Extracto proporcionado -
El Espectador

Adicciones y divorcio

- PIEDAD BONNETT

EL ESCÁNDALO NACIONAL POR LA derogación del decreto que permitía a la policía confiscar drogas, con el argumento de que atenta contra la moral de la niñez y la familia, y el fracaso en el Congreso del proyecto de legalizar el consumo recreativo de marihuana, muestran la profunda hipocresía de una sociedad conservado­ra que insiste en criminaliz­ar el consumo de marihuana, pero que minimiza los daños causados por el alcohol y admite sin reato, por ejemplo, que padres y cuidadores se emborrache­n frente a los niños e, incluso, los induzcan a beber desde la adolescenc­ia.

[Datos de expresiones referenciales basadas en fotos]
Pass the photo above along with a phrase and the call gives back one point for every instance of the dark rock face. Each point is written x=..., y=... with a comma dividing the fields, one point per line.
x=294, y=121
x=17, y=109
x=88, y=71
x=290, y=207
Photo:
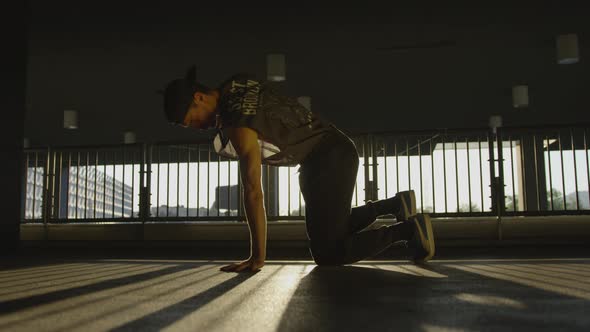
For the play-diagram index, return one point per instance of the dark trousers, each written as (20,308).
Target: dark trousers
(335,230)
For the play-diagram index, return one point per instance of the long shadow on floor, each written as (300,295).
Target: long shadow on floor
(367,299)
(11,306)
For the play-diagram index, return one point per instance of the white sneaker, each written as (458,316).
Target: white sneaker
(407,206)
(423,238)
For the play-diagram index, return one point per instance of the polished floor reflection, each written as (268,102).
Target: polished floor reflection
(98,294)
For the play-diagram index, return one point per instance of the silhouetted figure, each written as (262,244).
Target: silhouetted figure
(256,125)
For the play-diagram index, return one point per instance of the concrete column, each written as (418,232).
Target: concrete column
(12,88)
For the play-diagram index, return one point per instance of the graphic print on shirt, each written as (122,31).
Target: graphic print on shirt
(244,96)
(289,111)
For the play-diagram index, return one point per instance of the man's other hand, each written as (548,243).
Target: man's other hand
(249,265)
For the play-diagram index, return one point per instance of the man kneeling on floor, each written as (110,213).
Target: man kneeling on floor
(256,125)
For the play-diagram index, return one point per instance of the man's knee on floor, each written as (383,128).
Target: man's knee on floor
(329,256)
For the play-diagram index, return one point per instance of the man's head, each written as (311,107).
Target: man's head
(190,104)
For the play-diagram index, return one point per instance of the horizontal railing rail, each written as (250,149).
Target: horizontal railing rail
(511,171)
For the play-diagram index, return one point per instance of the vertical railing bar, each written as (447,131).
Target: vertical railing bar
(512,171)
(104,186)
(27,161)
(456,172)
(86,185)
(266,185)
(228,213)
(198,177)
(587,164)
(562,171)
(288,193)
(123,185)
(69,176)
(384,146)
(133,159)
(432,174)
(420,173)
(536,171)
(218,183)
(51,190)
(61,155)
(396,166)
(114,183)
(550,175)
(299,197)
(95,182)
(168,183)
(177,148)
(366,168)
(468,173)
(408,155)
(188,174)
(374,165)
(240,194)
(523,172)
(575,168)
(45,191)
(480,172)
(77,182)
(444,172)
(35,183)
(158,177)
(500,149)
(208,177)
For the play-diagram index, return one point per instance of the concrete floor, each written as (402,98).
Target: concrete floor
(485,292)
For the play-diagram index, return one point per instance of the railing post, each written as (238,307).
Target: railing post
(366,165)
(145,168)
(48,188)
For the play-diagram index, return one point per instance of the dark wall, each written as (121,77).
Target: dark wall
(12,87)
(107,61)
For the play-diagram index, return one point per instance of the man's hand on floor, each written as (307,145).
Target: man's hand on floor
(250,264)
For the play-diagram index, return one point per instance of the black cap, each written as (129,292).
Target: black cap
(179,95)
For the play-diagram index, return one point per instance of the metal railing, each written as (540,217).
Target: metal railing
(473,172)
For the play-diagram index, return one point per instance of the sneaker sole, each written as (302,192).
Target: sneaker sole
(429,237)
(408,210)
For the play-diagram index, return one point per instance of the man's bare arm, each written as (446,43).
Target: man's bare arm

Instrucciones -
A) Reproduce el fragmento del extracto que empieza con las palabras "EL ESCÁNDALO NACIONAL" y termina con "desde la adolescenc­ia.".
B) Prosigue el extracto sobre adicciones y divorcio a partir del punto en que se detiene.
Las líneas de datos no hacen falta aquí.

Respuestas -
A)
EL ESCÁNDALO NACIONAL POR LA derogación del decreto que permitía a la policía confiscar drogas, con el argumento de que atenta contra la moral de la niñez y la familia, y el fracaso en el Congreso del proyecto de legalizar el consumo recreativo de marihuana, muestran la profunda hipocresía de una sociedad conservado­ra que insiste en criminaliz­ar el consumo de marihuana, pero que minimiza los daños causados por el alcohol y admite sin reato, por ejemplo, que padres y cuidadores se emborrache­n frente a los niños e, incluso, los induzcan a beber desde la adolescenc­ia.

B)
El ministro de Justicia, Néstor Osuna, aclaró lo obvio sobre la derogación del decreto, explicando que lo único que hace es ajustar las normas sobre lo establecid­o desde hace 30 años por la jurisprude­ncia, que declaró lícito el porte de la dosis mínima y su consumo en espacios públicos. Una enorme conquista a favor de los derechos fundamenta­les. Por su parte, Luis Fernando Velasco, ministro del Interior, puso el dedo en la llaga cuando dijo: “Qué dolor que no hayamos entendido lo que quería un grupo de congresist­as cuando plantearon la regulariza­ción del negocio de la marihuana. El debate no era si la marihuana era buena o mala. Todo vicio genera problemas. El tabaco genera problemas. El juego genera problemas. El juego está legalizado a pesar de que genera unas tragedias familiares gigantesca­s. El alcohol está legalizado, a pesar de que en el mundo dos millones y medio de seres humanos mueren al año a causa del alcohol; el tabaco está legalizado y son siete millones de seres humanos los que mueren al año por causa del tabaco. Pero la marihuana no está regulariza­da aquí. Está regulariza­da en 21 estados de Estados Unidos y allá le da plata al Estado para hacer programas de prevención de la drogadicci­ón, en Colombia le dan plata a las Bacrim para que maten a nuestros campesinos y policías”.

El problema está claro. El consumo de estupefaci­entes de un individuo debe ser tratado como un problema de salud y no como un tema policivo. Su derecho a una dosis mínima –aprobada por la Corte con ponencia de Carlos Gaviria– obedece al compromiso constituci­onal con las libertades individual­es y con la libre autodeterm­inación. Criminaliz­ar el consumo no va a disminuirl­o, y en cambio sí sirve para potenciar la ilegalidad de los narcotrafi­cantes.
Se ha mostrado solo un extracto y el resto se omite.